* Ziel *
Gib aus dem Textauszug über die Sorgen kleiner Unternehmen den Abschnitt von „Konjunkturelle Sorgen und“ bis einschließlich „zu zehn Beschäftigten.“ wörtlich wieder.

* Textauszug *
__________
Konjunkturelle Sorgen und die Folgen der jüngsten Preissteigerungen machen auch vor dem deutschen Mittelstand nicht Halt. Für 46 Prozent der Kleinst- und Kleinunternehmen liegen die größten Befürchtungen in den Auswirkungen der Inflation und steigenden Lebenshaltungskosten. (siehe Schaubild). Erwartungsgemäß besonders stark gilt dies für Unternehmen aus den Branchen Bauhandwerk und Gastronomie. Im vergangenen Jahr galt die größte Sorge noch der eigenen Gesundheit und dem Risiko eines dadurch bedingten längeren Ausfalls. Zu diesen Ergebnissen kommt der „Gewerbereport 2023“, eine Umfrage des Insurtechs Finanzchef24 sowie der Produktanbieter andsafe und HDI bei Unternehmen mit bis zu zehn Beschäftigten.
__________
* Vorliegende Angaben *

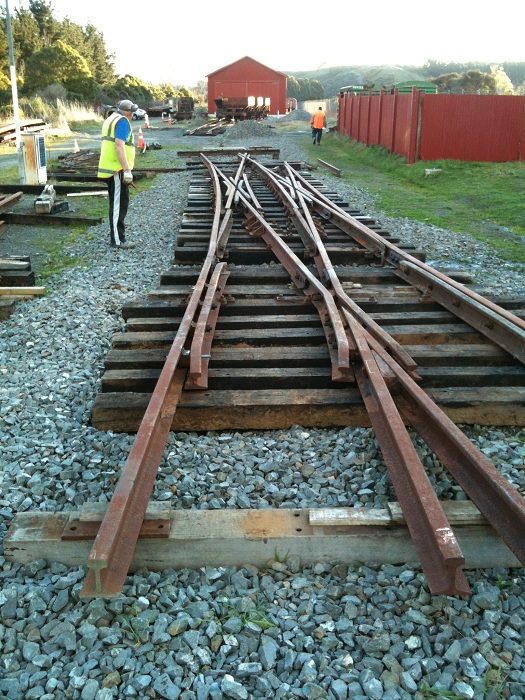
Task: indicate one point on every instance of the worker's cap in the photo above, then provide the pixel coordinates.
__________
* Ergebnis *
Konjunkturelle Sorgen und die Folgen der jüngsten Preissteigerungen machen auch vor dem deutschen Mittelstand nicht Halt. Für 46 Prozent der Kleinst- und Kleinunternehmen liegen die größten Befürchtungen in den Auswirkungen der Inflation und steigenden Lebenshaltungskosten. (siehe Schaubild). Erwartungsgemäß besonders stark gilt dies für Unternehmen aus den Branchen Bauhandwerk und Gastronomie. Im vergangenen Jahr galt die größte Sorge noch der eigenen Gesundheit und dem Risiko eines dadurch bedingten längeren Ausfalls. Zu diesen Ergebnissen kommt der „Gewerbereport 2023“, eine Umfrage des Insurtechs Finanzchef24 sowie der Produktanbieter andsafe und HDI bei Unternehmen mit bis zu zehn Beschäftigten.